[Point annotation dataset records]
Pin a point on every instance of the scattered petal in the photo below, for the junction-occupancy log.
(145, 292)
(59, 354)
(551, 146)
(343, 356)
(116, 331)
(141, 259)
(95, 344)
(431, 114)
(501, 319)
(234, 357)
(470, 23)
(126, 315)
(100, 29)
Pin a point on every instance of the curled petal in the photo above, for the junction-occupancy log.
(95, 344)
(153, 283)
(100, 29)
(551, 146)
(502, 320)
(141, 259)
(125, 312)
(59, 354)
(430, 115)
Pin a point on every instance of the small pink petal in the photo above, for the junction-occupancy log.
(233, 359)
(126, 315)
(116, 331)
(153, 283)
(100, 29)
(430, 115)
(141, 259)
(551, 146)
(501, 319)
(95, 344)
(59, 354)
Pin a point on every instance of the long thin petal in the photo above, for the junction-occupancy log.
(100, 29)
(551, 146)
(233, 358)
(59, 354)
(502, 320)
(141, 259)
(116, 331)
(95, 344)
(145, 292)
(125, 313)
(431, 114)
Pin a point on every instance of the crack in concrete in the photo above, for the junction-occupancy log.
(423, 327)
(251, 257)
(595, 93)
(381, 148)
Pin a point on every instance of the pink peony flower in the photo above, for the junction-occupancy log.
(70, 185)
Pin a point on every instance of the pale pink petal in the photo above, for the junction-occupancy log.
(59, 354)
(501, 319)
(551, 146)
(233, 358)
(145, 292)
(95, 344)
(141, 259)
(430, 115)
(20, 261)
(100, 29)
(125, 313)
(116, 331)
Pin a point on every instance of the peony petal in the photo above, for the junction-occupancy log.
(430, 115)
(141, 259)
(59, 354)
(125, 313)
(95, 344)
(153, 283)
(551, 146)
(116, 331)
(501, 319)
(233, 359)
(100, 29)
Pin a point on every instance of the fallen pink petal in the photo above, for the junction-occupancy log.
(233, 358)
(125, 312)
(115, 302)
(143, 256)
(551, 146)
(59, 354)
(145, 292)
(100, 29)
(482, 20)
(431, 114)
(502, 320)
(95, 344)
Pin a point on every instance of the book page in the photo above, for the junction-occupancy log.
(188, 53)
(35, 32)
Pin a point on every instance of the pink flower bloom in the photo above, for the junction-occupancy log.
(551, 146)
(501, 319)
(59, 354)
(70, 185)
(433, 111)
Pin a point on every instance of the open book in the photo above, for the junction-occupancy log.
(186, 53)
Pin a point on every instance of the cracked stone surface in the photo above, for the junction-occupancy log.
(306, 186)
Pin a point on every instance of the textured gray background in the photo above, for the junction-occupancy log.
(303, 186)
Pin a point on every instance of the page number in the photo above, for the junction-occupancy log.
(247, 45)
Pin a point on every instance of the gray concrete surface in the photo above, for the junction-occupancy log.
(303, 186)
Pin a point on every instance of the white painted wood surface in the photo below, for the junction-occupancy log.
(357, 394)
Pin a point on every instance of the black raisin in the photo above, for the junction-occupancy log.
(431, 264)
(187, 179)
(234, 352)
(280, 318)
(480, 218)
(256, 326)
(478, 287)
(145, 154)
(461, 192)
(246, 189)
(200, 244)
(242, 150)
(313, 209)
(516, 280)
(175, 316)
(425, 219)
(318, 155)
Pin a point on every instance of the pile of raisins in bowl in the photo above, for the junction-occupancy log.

* * *

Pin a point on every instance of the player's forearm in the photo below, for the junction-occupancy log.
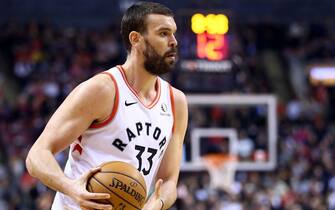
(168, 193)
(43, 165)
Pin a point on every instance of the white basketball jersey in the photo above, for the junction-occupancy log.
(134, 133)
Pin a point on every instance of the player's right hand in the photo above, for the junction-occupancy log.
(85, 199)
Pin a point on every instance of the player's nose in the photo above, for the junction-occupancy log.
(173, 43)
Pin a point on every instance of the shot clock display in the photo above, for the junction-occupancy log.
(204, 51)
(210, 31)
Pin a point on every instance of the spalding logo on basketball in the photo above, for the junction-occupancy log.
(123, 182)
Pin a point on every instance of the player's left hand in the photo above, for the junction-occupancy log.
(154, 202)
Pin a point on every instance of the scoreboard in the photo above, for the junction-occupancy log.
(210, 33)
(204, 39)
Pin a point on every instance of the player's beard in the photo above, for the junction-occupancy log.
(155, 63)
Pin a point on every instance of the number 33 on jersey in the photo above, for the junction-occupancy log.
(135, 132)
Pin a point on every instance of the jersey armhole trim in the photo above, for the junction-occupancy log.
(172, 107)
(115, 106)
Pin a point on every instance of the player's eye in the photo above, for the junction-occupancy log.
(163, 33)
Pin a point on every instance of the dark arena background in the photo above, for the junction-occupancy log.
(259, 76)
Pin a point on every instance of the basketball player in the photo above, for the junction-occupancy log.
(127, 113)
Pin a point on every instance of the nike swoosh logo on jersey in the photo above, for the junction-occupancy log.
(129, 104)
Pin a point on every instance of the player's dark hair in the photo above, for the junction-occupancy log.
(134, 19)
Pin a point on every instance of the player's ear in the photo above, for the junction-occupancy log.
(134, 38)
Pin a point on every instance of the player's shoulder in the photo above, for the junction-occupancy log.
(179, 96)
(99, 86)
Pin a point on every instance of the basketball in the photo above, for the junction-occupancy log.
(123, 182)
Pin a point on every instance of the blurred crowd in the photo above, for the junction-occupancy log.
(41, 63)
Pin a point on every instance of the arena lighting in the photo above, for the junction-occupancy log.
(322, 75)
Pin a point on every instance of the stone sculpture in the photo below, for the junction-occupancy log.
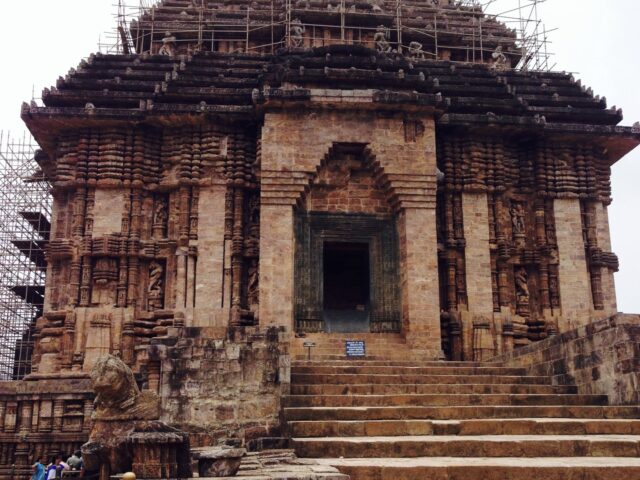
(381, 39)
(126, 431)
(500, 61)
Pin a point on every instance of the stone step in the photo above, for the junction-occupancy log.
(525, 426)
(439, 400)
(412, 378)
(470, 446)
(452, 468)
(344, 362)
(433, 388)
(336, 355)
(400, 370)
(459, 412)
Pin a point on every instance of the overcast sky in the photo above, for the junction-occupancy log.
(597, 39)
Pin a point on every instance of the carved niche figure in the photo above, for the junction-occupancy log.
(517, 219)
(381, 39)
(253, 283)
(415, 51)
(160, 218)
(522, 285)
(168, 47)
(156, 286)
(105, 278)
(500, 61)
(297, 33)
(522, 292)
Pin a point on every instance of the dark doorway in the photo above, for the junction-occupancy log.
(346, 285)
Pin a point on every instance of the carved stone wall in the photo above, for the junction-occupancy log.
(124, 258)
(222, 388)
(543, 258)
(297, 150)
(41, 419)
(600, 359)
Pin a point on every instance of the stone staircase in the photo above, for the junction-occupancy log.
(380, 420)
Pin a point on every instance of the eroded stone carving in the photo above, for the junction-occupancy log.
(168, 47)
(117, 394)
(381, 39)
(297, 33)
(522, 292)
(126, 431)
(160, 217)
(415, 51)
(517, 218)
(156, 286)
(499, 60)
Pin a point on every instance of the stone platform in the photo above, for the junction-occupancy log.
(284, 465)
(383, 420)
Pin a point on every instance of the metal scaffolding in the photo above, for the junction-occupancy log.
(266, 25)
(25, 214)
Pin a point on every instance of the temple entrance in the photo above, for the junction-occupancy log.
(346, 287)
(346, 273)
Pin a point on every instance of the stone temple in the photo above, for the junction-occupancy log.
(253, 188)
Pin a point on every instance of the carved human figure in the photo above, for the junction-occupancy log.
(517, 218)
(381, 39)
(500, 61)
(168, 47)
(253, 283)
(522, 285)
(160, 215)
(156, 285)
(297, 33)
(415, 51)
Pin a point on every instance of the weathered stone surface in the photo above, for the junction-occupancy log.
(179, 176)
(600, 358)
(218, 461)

What is being asked - How many lines of the records contain the word "carved"? Reply with the number alone.

Complete output - 3